*** Data for this task ***

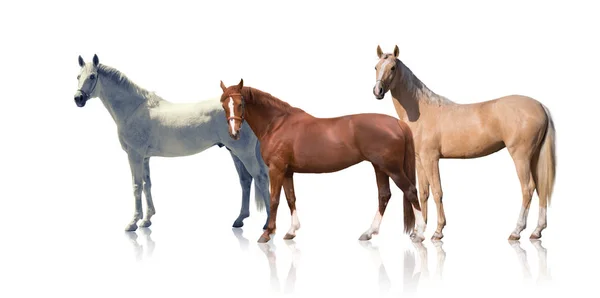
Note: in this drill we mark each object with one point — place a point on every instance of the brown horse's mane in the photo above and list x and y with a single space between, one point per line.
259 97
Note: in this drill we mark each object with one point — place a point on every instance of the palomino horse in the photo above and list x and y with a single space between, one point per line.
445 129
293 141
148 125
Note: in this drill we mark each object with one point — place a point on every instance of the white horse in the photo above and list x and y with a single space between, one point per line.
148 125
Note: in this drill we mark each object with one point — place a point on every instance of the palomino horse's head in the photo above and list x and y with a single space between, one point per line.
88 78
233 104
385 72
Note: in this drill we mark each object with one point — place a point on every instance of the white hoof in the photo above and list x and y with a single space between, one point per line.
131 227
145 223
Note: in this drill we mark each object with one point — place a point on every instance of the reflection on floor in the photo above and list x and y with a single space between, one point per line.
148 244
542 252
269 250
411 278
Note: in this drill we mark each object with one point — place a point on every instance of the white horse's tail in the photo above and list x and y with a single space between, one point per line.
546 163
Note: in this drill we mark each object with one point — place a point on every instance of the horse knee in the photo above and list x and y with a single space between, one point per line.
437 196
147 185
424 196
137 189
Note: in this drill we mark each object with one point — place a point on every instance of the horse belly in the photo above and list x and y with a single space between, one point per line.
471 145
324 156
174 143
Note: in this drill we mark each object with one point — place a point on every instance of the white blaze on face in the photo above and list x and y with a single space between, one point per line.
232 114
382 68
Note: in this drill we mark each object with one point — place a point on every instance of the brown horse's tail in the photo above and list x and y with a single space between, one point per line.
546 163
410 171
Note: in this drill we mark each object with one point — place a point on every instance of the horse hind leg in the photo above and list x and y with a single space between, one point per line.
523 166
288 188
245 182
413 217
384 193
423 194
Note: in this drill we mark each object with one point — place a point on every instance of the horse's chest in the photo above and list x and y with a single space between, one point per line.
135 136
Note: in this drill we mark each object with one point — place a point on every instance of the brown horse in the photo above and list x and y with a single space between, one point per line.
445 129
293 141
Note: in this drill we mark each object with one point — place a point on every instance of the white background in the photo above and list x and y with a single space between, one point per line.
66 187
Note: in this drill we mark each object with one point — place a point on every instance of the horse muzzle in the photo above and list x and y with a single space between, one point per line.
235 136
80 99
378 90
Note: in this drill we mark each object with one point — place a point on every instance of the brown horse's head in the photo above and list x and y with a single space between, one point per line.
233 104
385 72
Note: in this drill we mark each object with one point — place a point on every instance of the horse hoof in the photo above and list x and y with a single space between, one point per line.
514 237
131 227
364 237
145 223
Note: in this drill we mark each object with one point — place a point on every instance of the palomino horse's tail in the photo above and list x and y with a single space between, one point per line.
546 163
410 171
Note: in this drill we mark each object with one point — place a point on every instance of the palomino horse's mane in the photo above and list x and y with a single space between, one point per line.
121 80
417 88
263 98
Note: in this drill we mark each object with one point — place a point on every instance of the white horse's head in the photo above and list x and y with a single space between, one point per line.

*** End of Data for this task ***

§ Required work
Apart from the images, reproduce the listing exactly as it appears.

§ Written answer
Note: in this drill we mark each object with one point — place a point on every instance of the brown horse's mane in the photo above and list x and y with a single space between, one point per line.
259 97
Note: in this drill we mark each object with one point — place a point on every instance of the palomino horse in the photo above and list x and y with a single space between, one point per line.
445 129
293 141
148 125
Note: in this drill we mark each object with one point — place a point on every instance of the white horse in the photo above and list x and y with a single space between, one point per line.
148 125
Note: in this drill we mark each object with one point — place a point on every instance of the palomino horse's head in the photo above and list x and y with a single space between, one point per line.
88 78
233 104
385 72
Note: in this drill we mark each object with one point — place a point on every instance of the white hoof in the photo above and list x and y with a single space between, one point per line.
131 227
145 223
Note: in this drill we mark each object with one point — place a point on every instance of the reflection on floor in the photo above and list x and y with a single space between, one point per line.
148 244
542 252
269 250
411 278
Note: in this drill we mark each object with one point — place a point on every instance of the white horse's tail in the photo above and list x and y with a single space between, one point per line.
546 163
Note: in this drill we mark each object with one point — place a point on every instance of the horse knee in the photo above and list x and y with a single space between, one point per line.
437 196
147 185
424 196
137 189
Note: in this drill we mark each object with one point — place a point on every instance of the horse belly in the photo above and list x and y with a single space between, one point per line.
471 145
324 156
174 143
Note: in this drill we mark each object with one point — place a point on every instance of the white blaze on face in the photo above and list x and y with a single space between, one point per line.
232 114
382 68
Note: in this drill we mark each object with one point — place a point on every instance of the brown horse's tail in the photo above and list x and y with a single space between, one point per line.
546 163
410 171
Note: in this drill we mark each object with one point — place a point on every instance of the horse hind leg in the photo above and list x and y with a single space between, one point per line.
523 166
288 188
245 182
413 217
384 193
423 194
Note: in this drill we mark each object with one point — place a point on every instance of the horse's chest in the photo above and list x and y with a single space between, one point per line.
135 136
Note: in this drill we mark each object with one point — place a point on every instance of the brown horse in the photo above and list x and y with a single space between, one point per line.
445 129
293 141
Note: in this drill we mark each object with one point — place a point on every instance of the white background in the photo above and list x and y with a single space between, one point per line.
66 187
Note: in this drill we mark each object with one point — place a point on every instance of the horse muzzle in the photo above and list x and y with a single space between, one point per line.
235 136
80 99
378 90
Note: in this drill we mark each object with one point — place a point on every instance of the brown horse's head in the photo above and list x and y with a single space between, one point per line.
233 104
385 72
Note: in this drill we mark each object with one point — place a point on every instance of the horse hoof in the photo above and list x and y with a single space between, one point per line.
514 237
131 227
364 237
145 223
Note: in this drill we mark each object with one point — place a point on every instance of the palomino horse's tail in the photo above and list x and y with a single space between, one point per line.
546 163
410 171
Note: in this drill we mark each object with one point — place a point on every instance of the palomino horse's mane in the photo above and list x and y with a single space between, one point per line.
121 80
417 88
263 98
Note: in this drill we mark each object with one point — place a point on every instance of the white horse's head in the photo above and list x and y with a single space between, one point per line.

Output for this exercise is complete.